## Exercise prompt
Read the listing below and copy out every line that holds "folding".

Data section start

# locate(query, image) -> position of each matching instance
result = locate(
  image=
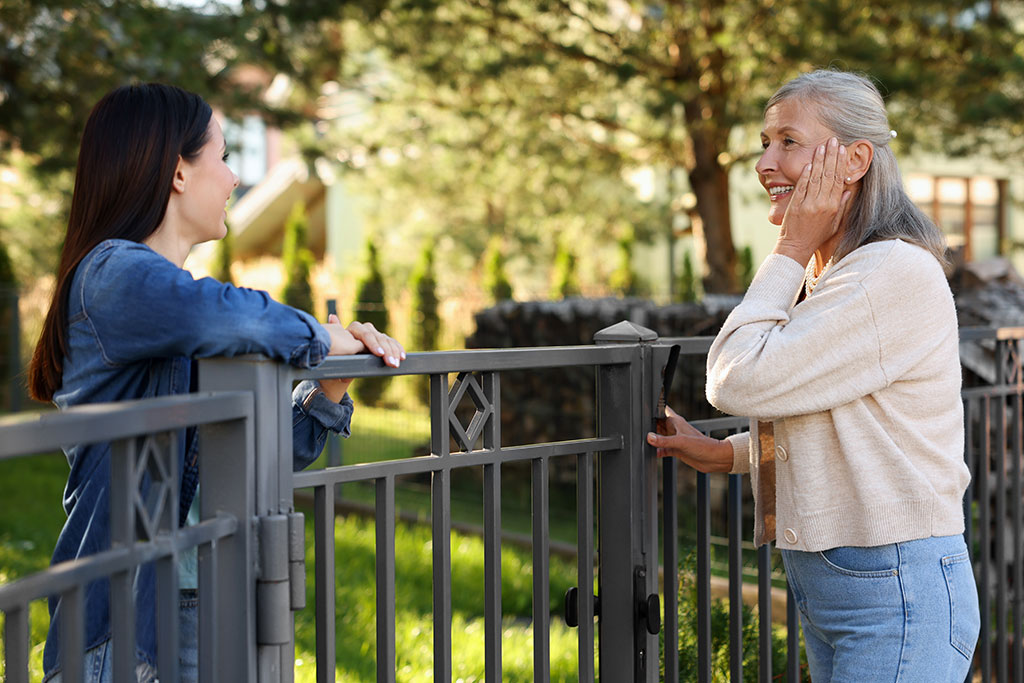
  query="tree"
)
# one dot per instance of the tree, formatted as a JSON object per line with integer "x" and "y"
{"x": 222, "y": 259}
{"x": 496, "y": 283}
{"x": 371, "y": 306}
{"x": 297, "y": 260}
{"x": 426, "y": 321}
{"x": 624, "y": 279}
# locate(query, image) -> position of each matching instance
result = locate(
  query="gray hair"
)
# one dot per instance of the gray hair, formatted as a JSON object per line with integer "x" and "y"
{"x": 852, "y": 108}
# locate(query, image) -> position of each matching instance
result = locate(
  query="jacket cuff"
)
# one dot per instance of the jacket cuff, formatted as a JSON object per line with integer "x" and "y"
{"x": 777, "y": 281}
{"x": 312, "y": 401}
{"x": 740, "y": 453}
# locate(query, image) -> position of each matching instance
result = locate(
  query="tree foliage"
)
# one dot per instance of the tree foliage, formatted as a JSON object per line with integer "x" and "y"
{"x": 496, "y": 282}
{"x": 582, "y": 92}
{"x": 427, "y": 323}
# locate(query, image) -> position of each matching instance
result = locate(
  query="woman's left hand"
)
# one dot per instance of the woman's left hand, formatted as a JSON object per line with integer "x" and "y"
{"x": 360, "y": 336}
{"x": 818, "y": 205}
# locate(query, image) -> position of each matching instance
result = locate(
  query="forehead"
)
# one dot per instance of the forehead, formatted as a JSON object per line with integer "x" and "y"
{"x": 794, "y": 114}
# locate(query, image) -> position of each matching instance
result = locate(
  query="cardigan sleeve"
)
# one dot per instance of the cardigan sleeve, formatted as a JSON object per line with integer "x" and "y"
{"x": 774, "y": 359}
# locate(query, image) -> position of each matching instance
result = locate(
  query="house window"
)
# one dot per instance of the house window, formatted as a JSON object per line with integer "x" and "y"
{"x": 970, "y": 210}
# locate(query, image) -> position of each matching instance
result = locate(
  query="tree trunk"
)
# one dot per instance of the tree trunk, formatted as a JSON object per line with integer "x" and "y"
{"x": 710, "y": 182}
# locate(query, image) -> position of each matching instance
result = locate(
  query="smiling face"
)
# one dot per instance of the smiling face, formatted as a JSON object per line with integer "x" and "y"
{"x": 208, "y": 187}
{"x": 791, "y": 134}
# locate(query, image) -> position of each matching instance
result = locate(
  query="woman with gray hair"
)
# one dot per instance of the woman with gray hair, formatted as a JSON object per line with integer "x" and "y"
{"x": 844, "y": 354}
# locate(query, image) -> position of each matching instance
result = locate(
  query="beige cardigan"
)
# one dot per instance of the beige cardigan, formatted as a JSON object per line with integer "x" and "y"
{"x": 861, "y": 382}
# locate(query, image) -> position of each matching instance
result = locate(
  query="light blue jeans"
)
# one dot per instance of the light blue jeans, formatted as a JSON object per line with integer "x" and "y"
{"x": 902, "y": 612}
{"x": 98, "y": 666}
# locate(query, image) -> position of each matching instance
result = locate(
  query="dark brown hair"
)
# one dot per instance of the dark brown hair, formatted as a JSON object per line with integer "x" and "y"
{"x": 130, "y": 150}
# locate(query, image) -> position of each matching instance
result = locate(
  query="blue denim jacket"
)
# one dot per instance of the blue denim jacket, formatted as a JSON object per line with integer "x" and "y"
{"x": 135, "y": 322}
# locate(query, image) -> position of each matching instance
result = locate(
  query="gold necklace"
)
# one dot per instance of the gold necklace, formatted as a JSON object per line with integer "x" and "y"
{"x": 810, "y": 280}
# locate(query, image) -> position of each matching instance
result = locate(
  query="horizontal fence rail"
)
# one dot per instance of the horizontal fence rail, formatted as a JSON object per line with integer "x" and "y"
{"x": 635, "y": 516}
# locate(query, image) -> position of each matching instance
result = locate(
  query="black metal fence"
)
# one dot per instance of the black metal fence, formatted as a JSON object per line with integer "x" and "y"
{"x": 252, "y": 559}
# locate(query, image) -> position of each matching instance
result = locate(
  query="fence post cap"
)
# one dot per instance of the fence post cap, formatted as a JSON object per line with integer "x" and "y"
{"x": 625, "y": 332}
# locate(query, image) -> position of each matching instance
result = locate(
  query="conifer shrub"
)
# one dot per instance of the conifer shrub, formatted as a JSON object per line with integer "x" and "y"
{"x": 371, "y": 307}
{"x": 426, "y": 321}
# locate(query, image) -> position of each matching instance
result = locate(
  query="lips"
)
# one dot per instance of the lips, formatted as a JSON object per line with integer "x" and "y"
{"x": 778, "y": 191}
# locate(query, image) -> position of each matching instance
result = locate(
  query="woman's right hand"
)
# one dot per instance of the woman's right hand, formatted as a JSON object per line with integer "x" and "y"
{"x": 818, "y": 206}
{"x": 685, "y": 442}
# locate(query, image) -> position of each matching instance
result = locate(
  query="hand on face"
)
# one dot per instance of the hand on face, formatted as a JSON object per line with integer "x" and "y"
{"x": 357, "y": 337}
{"x": 818, "y": 204}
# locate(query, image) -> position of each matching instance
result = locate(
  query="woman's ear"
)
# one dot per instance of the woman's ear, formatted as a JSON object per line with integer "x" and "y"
{"x": 180, "y": 173}
{"x": 859, "y": 155}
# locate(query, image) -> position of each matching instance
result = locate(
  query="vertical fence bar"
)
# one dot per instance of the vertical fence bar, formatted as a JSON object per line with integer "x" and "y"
{"x": 1001, "y": 590}
{"x": 440, "y": 500}
{"x": 72, "y": 634}
{"x": 617, "y": 521}
{"x": 585, "y": 565}
{"x": 542, "y": 583}
{"x": 764, "y": 613}
{"x": 735, "y": 521}
{"x": 493, "y": 534}
{"x": 984, "y": 538}
{"x": 704, "y": 579}
{"x": 16, "y": 644}
{"x": 792, "y": 638}
{"x": 670, "y": 525}
{"x": 325, "y": 588}
{"x": 386, "y": 658}
{"x": 493, "y": 571}
{"x": 122, "y": 535}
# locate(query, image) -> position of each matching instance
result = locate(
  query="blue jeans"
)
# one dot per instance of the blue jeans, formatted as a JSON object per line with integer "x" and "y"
{"x": 98, "y": 666}
{"x": 902, "y": 612}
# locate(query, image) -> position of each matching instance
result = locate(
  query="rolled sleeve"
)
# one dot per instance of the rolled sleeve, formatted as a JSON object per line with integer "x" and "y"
{"x": 313, "y": 402}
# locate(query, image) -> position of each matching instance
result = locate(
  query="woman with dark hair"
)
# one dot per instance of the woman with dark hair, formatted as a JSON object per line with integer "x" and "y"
{"x": 126, "y": 319}
{"x": 844, "y": 352}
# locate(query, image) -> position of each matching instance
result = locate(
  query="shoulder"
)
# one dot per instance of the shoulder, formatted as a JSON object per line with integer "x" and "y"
{"x": 891, "y": 263}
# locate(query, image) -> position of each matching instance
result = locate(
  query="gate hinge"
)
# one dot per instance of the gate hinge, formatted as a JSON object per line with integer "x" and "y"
{"x": 281, "y": 587}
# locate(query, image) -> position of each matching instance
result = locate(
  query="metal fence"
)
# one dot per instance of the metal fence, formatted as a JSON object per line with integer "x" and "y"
{"x": 250, "y": 541}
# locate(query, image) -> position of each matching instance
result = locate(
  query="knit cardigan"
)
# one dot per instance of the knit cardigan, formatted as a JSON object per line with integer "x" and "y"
{"x": 861, "y": 383}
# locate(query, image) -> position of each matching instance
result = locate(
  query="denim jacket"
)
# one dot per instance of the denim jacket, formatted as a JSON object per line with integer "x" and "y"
{"x": 134, "y": 323}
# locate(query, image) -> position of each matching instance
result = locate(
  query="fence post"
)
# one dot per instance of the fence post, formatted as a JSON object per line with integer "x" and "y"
{"x": 268, "y": 495}
{"x": 627, "y": 512}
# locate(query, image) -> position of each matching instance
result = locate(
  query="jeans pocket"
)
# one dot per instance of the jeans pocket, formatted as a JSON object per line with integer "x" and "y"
{"x": 965, "y": 620}
{"x": 873, "y": 562}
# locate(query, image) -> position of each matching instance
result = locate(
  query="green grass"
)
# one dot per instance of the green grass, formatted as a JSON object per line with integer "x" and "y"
{"x": 414, "y": 633}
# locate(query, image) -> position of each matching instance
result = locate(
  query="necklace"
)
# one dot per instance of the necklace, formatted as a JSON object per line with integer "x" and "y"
{"x": 810, "y": 280}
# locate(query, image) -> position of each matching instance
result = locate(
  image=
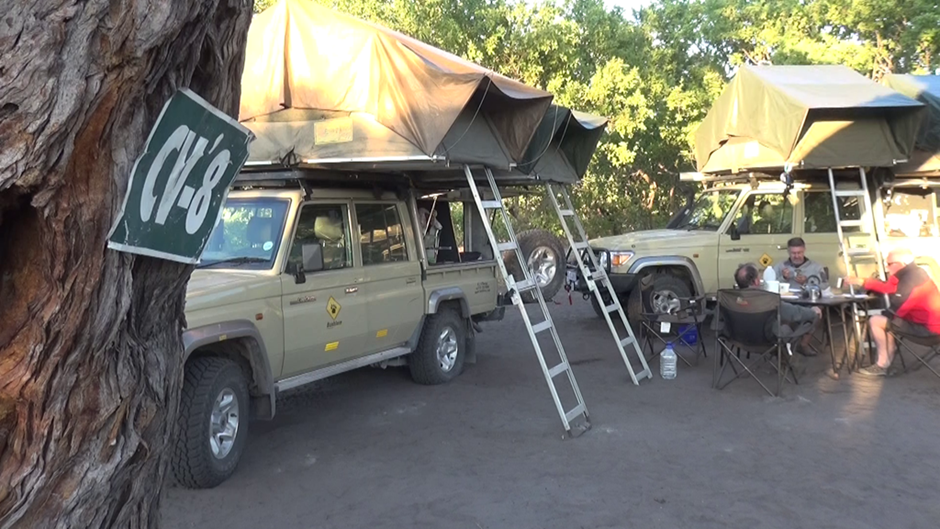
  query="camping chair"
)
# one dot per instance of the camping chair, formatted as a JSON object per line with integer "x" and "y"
{"x": 748, "y": 321}
{"x": 676, "y": 326}
{"x": 903, "y": 339}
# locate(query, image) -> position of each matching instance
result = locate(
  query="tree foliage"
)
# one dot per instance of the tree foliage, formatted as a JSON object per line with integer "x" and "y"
{"x": 655, "y": 72}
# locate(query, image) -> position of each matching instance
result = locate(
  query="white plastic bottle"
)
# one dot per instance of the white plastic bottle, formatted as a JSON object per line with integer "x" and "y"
{"x": 667, "y": 363}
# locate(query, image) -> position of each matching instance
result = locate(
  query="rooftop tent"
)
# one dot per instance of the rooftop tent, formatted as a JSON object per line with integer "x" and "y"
{"x": 810, "y": 117}
{"x": 323, "y": 88}
{"x": 563, "y": 145}
{"x": 560, "y": 151}
{"x": 925, "y": 160}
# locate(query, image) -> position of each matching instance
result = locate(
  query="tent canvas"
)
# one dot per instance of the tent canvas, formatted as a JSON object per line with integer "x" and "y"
{"x": 434, "y": 106}
{"x": 807, "y": 117}
{"x": 925, "y": 160}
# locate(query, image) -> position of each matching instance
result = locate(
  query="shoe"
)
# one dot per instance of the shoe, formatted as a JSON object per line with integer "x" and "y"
{"x": 873, "y": 370}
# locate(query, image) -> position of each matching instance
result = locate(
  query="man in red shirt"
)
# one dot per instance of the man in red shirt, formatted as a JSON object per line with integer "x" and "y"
{"x": 915, "y": 302}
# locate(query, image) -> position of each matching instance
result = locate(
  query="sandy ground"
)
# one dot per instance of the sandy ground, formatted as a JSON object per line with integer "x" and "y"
{"x": 372, "y": 449}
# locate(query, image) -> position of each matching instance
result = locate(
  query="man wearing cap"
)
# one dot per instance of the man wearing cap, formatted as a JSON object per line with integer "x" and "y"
{"x": 915, "y": 306}
{"x": 798, "y": 268}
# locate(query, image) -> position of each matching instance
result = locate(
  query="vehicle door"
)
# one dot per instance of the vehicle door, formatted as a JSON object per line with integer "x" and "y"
{"x": 391, "y": 273}
{"x": 760, "y": 229}
{"x": 325, "y": 316}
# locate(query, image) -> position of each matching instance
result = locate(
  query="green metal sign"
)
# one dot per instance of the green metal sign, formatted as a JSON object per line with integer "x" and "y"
{"x": 179, "y": 183}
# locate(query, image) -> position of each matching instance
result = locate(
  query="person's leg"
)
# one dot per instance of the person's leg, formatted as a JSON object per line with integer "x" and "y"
{"x": 884, "y": 343}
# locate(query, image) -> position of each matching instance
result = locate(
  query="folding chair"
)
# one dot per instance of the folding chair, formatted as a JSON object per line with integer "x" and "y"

Data section end

## Reply
  query="folding chair"
# one dot per instance of the folding chair, formatted as a JSON object per line with integer "x" and "y"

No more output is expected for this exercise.